_Work item_. All of the data needs to come back exactly as written.

_Supplied material_.
......

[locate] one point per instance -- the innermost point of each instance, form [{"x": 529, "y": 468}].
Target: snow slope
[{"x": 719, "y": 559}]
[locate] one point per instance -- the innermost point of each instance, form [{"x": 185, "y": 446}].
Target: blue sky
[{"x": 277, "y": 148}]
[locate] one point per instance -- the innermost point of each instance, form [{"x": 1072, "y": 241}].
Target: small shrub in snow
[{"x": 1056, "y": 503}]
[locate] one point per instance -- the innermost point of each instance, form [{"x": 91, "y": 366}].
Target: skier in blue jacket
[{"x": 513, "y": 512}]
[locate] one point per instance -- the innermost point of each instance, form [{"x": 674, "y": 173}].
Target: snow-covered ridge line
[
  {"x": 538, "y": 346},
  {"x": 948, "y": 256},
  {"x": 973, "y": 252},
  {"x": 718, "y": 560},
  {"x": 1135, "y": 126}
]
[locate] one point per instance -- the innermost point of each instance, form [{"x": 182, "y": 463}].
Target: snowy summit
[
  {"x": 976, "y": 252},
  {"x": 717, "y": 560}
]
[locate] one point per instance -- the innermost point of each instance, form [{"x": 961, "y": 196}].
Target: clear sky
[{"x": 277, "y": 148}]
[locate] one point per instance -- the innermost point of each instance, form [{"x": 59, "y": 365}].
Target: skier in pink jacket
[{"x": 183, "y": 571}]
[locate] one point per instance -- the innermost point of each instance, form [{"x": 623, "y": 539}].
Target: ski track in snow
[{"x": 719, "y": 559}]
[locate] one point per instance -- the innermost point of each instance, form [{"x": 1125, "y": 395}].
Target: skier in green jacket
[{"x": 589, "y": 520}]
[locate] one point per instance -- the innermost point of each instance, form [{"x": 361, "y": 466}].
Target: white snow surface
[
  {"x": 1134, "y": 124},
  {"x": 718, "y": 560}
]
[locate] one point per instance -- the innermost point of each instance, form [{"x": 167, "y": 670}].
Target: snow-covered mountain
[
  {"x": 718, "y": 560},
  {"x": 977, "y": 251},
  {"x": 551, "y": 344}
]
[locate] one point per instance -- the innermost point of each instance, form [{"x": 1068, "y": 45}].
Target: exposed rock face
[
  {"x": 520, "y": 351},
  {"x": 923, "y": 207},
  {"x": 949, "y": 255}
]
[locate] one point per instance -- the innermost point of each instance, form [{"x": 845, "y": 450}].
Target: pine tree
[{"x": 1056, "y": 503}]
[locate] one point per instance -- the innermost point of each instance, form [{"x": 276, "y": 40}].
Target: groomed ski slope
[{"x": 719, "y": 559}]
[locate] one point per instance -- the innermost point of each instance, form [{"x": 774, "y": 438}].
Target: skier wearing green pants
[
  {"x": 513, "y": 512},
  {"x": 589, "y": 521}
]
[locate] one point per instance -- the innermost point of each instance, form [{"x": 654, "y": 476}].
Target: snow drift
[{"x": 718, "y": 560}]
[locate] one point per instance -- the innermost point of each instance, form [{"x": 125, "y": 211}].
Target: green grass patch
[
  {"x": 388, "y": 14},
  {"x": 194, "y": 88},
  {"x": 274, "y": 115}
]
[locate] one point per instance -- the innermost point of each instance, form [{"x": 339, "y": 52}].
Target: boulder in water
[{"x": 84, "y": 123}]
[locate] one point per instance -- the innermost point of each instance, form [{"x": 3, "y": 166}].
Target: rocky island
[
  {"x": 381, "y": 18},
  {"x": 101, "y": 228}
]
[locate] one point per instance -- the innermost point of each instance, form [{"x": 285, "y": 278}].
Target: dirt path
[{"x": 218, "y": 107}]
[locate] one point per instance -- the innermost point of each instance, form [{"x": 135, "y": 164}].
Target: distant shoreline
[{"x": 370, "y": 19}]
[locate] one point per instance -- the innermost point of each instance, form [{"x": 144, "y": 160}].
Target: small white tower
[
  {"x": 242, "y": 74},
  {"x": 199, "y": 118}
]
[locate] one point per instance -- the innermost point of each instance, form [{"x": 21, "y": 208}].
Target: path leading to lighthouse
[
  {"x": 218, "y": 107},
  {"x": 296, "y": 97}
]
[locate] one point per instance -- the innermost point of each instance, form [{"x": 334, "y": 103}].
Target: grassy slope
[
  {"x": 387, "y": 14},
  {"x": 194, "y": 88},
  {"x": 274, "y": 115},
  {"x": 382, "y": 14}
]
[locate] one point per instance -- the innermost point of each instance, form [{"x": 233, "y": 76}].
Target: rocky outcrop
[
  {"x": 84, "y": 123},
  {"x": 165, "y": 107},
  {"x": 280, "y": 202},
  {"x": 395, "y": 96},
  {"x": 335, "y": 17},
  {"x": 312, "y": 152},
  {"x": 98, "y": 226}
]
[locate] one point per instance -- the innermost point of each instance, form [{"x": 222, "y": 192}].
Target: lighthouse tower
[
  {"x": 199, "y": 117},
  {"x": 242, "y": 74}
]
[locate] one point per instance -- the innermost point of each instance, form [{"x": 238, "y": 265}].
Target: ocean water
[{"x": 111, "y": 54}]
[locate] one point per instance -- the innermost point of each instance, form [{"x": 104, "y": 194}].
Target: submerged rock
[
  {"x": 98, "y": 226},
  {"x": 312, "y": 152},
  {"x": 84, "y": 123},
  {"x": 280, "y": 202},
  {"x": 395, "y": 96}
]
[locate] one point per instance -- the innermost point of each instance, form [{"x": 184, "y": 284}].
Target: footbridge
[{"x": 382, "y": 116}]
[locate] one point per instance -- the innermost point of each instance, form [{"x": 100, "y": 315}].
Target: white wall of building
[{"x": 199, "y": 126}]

......

_Response to this task_.
[locate] one point per instance -- the innermost point of each instance, form [{"x": 529, "y": 468}].
Target: snow slope
[{"x": 719, "y": 559}]
[locate] one point per instance -- the innermost point of each instance, form [{"x": 185, "y": 446}].
Target: blue sky
[{"x": 277, "y": 148}]
[locate] one point per instance -- the innermost point of each instance, form [{"x": 1072, "y": 241}].
Target: small shrub in snow
[{"x": 1056, "y": 503}]
[locate] one point per instance -- the innermost point of each instance, form [{"x": 91, "y": 366}].
Target: skier in blue jacket
[{"x": 513, "y": 512}]
[locate] one point per instance -- the innermost point of each instance, form [{"x": 674, "y": 173}].
Target: snow-covered ridge line
[
  {"x": 538, "y": 346},
  {"x": 948, "y": 256},
  {"x": 973, "y": 252},
  {"x": 718, "y": 560},
  {"x": 1135, "y": 126}
]
[locate] one point per instance -- the innermost point of each instance, form [{"x": 182, "y": 463}].
Target: snowy summit
[
  {"x": 976, "y": 252},
  {"x": 717, "y": 560}
]
[locate] one point per instance -- the innermost point of each instance, form [{"x": 961, "y": 196}].
Target: clear sky
[{"x": 277, "y": 148}]
[locate] one point per instance -- the innermost point of each instance, form [{"x": 59, "y": 365}].
Target: skier in pink jacket
[{"x": 183, "y": 571}]
[locate] one point per instance -- the innermost point of each instance, form [{"x": 623, "y": 539}].
Target: ski track in snow
[{"x": 719, "y": 559}]
[locate] one point per instance -- the innermost point of each instance, form [{"x": 1125, "y": 395}].
Target: skier in green jacket
[{"x": 589, "y": 520}]
[locate] one point per instance -- the innermost point of each instance, form [{"x": 361, "y": 466}].
Target: white snow surface
[
  {"x": 1134, "y": 124},
  {"x": 718, "y": 560}
]
[locate] one point per instance -- the innermost point of each instance, form [{"x": 167, "y": 670}].
Target: snow-covered mountain
[
  {"x": 718, "y": 560},
  {"x": 977, "y": 251},
  {"x": 551, "y": 344}
]
[locate] one point per instance -- the innermost point of each instance, form [{"x": 1068, "y": 45}].
Target: exposed rock face
[
  {"x": 520, "y": 351},
  {"x": 923, "y": 207},
  {"x": 949, "y": 255}
]
[locate] one point per instance -- the innermost point of each instance, form [{"x": 845, "y": 450}].
Target: pine tree
[{"x": 1056, "y": 503}]
[locate] one point per instance -- the innermost point of each instance, form [{"x": 276, "y": 40}].
Target: groomed ski slope
[{"x": 719, "y": 559}]
[locate] one point per instance -- the innermost point of each instance, form [{"x": 774, "y": 438}].
Target: skier wearing green pants
[
  {"x": 513, "y": 512},
  {"x": 589, "y": 521}
]
[locate] one point per instance -- the innermost point of each instance, form [{"x": 654, "y": 476}].
Target: snow drift
[{"x": 718, "y": 560}]
[locate] one point per instance -- the innermost point of each instance, form [{"x": 125, "y": 211}].
Target: green grass patch
[
  {"x": 388, "y": 14},
  {"x": 194, "y": 88},
  {"x": 274, "y": 115}
]
[locate] one point per instance -- the innermost point of each instance, form [{"x": 339, "y": 52}].
Target: boulder in water
[{"x": 84, "y": 123}]
[locate] one point per instance -- the innermost point of each instance, form [{"x": 3, "y": 166}].
Target: rocky island
[
  {"x": 381, "y": 18},
  {"x": 101, "y": 228}
]
[locate] one point per instance -- the innermost point of each instance, form [{"x": 285, "y": 278}].
Target: dirt path
[{"x": 218, "y": 107}]
[locate] one point per instance -- the innermost point of each instance, form [{"x": 135, "y": 164}].
Target: distant shoreline
[{"x": 370, "y": 19}]
[locate] one point per instance -- the innermost point of each instance, form [{"x": 144, "y": 160}].
Target: small white tower
[
  {"x": 242, "y": 74},
  {"x": 199, "y": 118}
]
[locate] one point per instance -- the innermost point of each instance, form [{"x": 21, "y": 208}].
Target: path leading to lighthouse
[
  {"x": 218, "y": 107},
  {"x": 296, "y": 97}
]
[locate] one point per instance -- the innermost point of each instance, form [{"x": 334, "y": 103}].
Target: grassy slope
[
  {"x": 387, "y": 14},
  {"x": 194, "y": 88},
  {"x": 274, "y": 115},
  {"x": 382, "y": 14}
]
[locate] one point per instance -- the innermost point of each instance, form [{"x": 233, "y": 76}].
Target: rocky outcrop
[
  {"x": 84, "y": 123},
  {"x": 165, "y": 107},
  {"x": 280, "y": 202},
  {"x": 395, "y": 96},
  {"x": 335, "y": 17},
  {"x": 312, "y": 152},
  {"x": 98, "y": 226}
]
[locate] one point per instance -- the innermost point of each instance, form [{"x": 222, "y": 192}].
Target: lighthouse tower
[
  {"x": 199, "y": 117},
  {"x": 242, "y": 74}
]
[locate] one point per instance -- the innermost point of each instance, form [{"x": 238, "y": 265}].
Target: ocean water
[{"x": 111, "y": 54}]
[locate] one point per instance -- the innermost point of each instance, form [{"x": 104, "y": 194}].
Target: submerged rock
[
  {"x": 98, "y": 226},
  {"x": 312, "y": 152},
  {"x": 84, "y": 123},
  {"x": 280, "y": 202},
  {"x": 395, "y": 96}
]
[locate] one point per instance -- the innermost point of each instance, form [{"x": 184, "y": 284}].
Target: footbridge
[{"x": 382, "y": 116}]
[locate] one point per instance -- the innermost point of each instance, form [{"x": 100, "y": 315}].
Target: white wall of building
[{"x": 199, "y": 126}]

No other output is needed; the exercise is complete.